• _Testo in esame_
Ispirazione e tormento

Gli autori latini (e pagani) della biblioteca di Dante

Il libro di Luciano Canfora (Sellerio Editrice)

di Livia Capponi (Corriere della Sera, 16.11.2015)

L’ ultimo libro di Luciano Canfora, Gli occhi di Cesare. La biblioteca latina di Dante, si apre con il ritratto di Cesare «con li occhi grifagni» nella galleria dei grandi pagani che abitano il «nobile castello» posto da Dante all’interno del Limbo. Il particolare deriva da Svetonio, lettura colta per i medievali appassionati di storia romana. La ricostruzione della biblioteca latina di Dante è solo uno dei pregi del volumetto, che, attraverso un’erudita galoppata nei secoli, parte da Cesare e Alessandro, simboli della monarchia assoluta dall’antichità al Medioevo, per poi analizzare l’idea di impero e il rapporto Stato-Chiesa nella Monarchia dantesca.

Per Dante, l’impero romano è la provvidenziale preparazione alla diffusione del Cristianesimo su scala mondiale. Cesare e il suo oppositore Catone Uticense, colui che per la libertà «vita rifiuta» (era morto suicida nel 46 a.C. pur di non assistere alla fine della Repubblica), sono due aspetti di un disegno più grande, da cui consegue Augusto, il «buon monarca» da accettare come garante della convivenza umana.

Una monarchia universale come garanzia di pace è anche la risposta ai problemi dell’Italia di Dante. Lo spiega Giustiniano, protagonista del canto VI del Paradiso e incarnazione del cesaropapismo bizantino, dove è la Chiesa a essere subordinata all’imperatore, che, avendo ricevuto il potere direttamente da Dio, non ha bisogno di obbedire a un suo Vicario. L’errore, se mai, è stato la donazione di Costantino, il documento con cui si assegnava ufficialmente del territorio al Papa, legittimandone il potere temporale (fino al 1517, quando fu dimostrato falso dall’umanista Lorenzo Valla).

• _Operazioni richieste_
- 1) Elenca tutte le espressioni che l'articolo su Dante riporta tra virgolette basse (« »).
- 2) Cita dall'articolo su Dante tutto il passo che va da "Il libro di" fino a "nella Monarchia dantesca.".

• _Dati forniti_

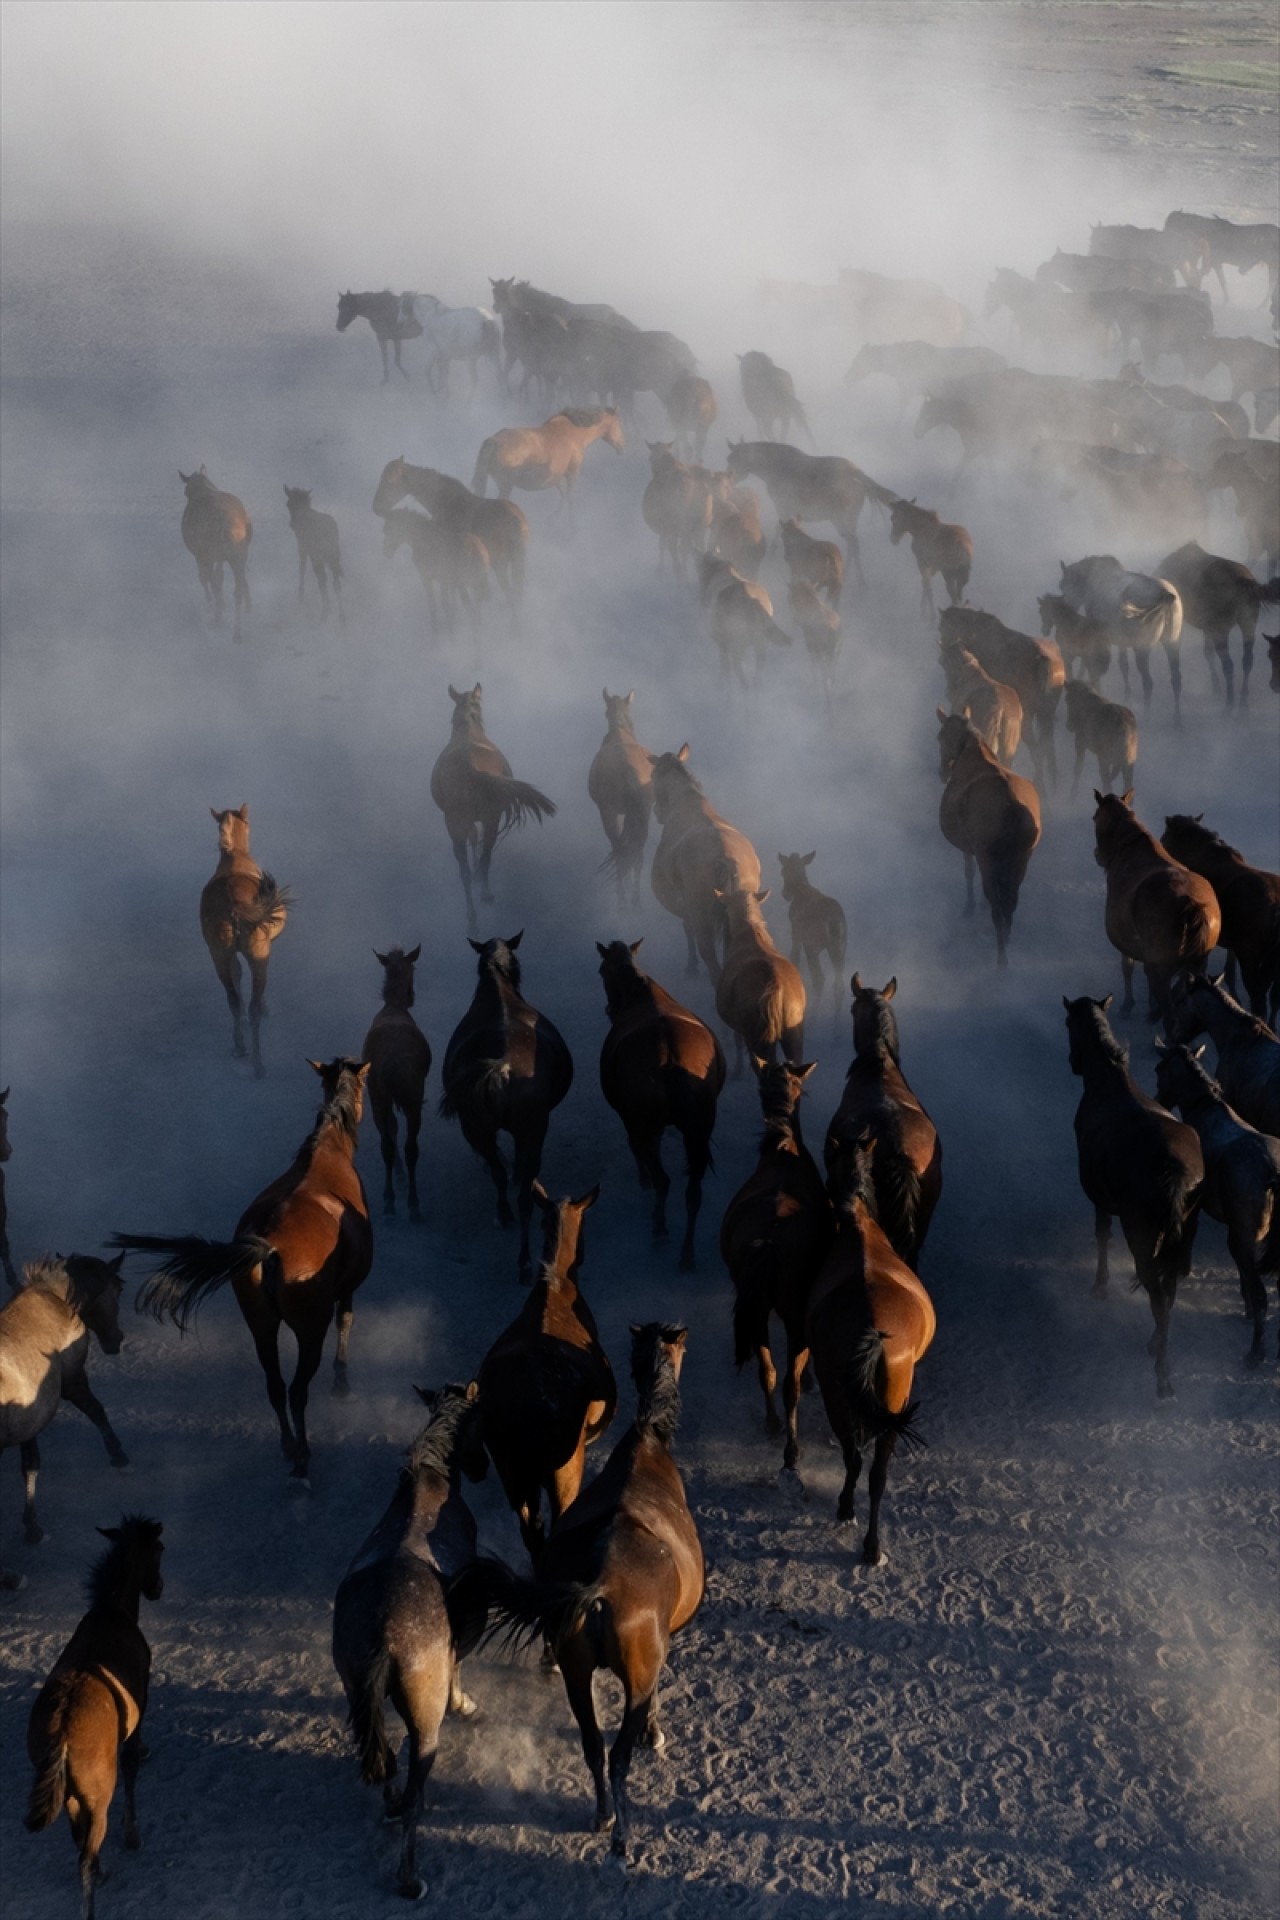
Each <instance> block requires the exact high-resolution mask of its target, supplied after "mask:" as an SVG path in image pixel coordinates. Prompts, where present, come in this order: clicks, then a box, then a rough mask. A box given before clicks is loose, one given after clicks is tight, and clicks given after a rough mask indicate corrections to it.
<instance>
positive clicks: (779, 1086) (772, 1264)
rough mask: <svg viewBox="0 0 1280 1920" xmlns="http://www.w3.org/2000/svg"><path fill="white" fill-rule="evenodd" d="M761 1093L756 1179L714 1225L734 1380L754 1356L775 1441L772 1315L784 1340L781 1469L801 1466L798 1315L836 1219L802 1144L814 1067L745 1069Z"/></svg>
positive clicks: (802, 1317)
mask: <svg viewBox="0 0 1280 1920" xmlns="http://www.w3.org/2000/svg"><path fill="white" fill-rule="evenodd" d="M752 1066H754V1069H756V1081H758V1085H760V1108H762V1112H764V1133H762V1135H760V1148H758V1160H756V1167H754V1171H752V1173H750V1175H748V1177H747V1181H745V1183H743V1185H741V1187H739V1190H737V1192H735V1194H733V1198H731V1200H729V1206H727V1208H725V1215H723V1221H722V1223H720V1256H722V1260H723V1263H725V1267H727V1269H729V1279H731V1281H733V1359H735V1363H737V1367H739V1371H741V1369H743V1367H745V1365H747V1361H748V1359H750V1357H752V1354H754V1357H756V1367H758V1377H760V1392H762V1394H764V1425H766V1428H768V1432H770V1434H779V1432H781V1430H783V1425H781V1421H779V1417H777V1407H775V1404H773V1392H775V1388H777V1367H775V1365H773V1352H771V1348H770V1315H771V1313H775V1315H777V1319H779V1321H781V1323H783V1332H785V1336H787V1371H785V1375H783V1411H785V1415H787V1446H785V1450H783V1467H785V1469H789V1471H791V1469H794V1465H796V1461H798V1459H800V1427H798V1417H800V1379H802V1375H804V1367H806V1363H808V1340H806V1334H804V1315H806V1309H808V1296H810V1288H812V1284H814V1277H816V1273H818V1269H819V1265H821V1261H823V1258H825V1254H827V1248H829V1246H831V1238H833V1235H835V1219H833V1213H831V1202H829V1198H827V1188H825V1187H823V1179H821V1173H819V1171H818V1167H816V1164H814V1156H812V1154H810V1150H808V1148H806V1144H804V1140H802V1139H800V1116H798V1106H800V1096H802V1092H804V1081H806V1079H808V1077H810V1073H812V1071H814V1064H812V1062H808V1064H806V1066H794V1068H793V1066H791V1064H789V1062H785V1060H783V1062H779V1064H775V1066H770V1064H768V1062H764V1060H754V1062H752Z"/></svg>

• _Risposte ai compiti_
- 1)
«con li occhi grifagni»
«nobile castello»
«vita rifiuta»
«buon monarca»

- 2)
Il libro di Luciano Canfora (Sellerio Editrice)

di Livia Capponi (Corriere della Sera, 16.11.2015)

L’ ultimo libro di Luciano Canfora, Gli occhi di Cesare. La biblioteca latina di Dante, si apre con il ritratto di Cesare «con li occhi grifagni» nella galleria dei grandi pagani che abitano il «nobile castello» posto da Dante all’interno del Limbo. Il particolare deriva da Svetonio, lettura colta per i medievali appassionati di storia romana. La ricostruzione della biblioteca latina di Dante è solo uno dei pregi del volumetto, che, attraverso un’erudita galoppata nei secoli, parte da Cesare e Alessandro, simboli della monarchia assoluta dall’antichità al Medioevo, per poi analizzare l’idea di impero e il rapporto Stato-Chiesa nella Monarchia dantesca.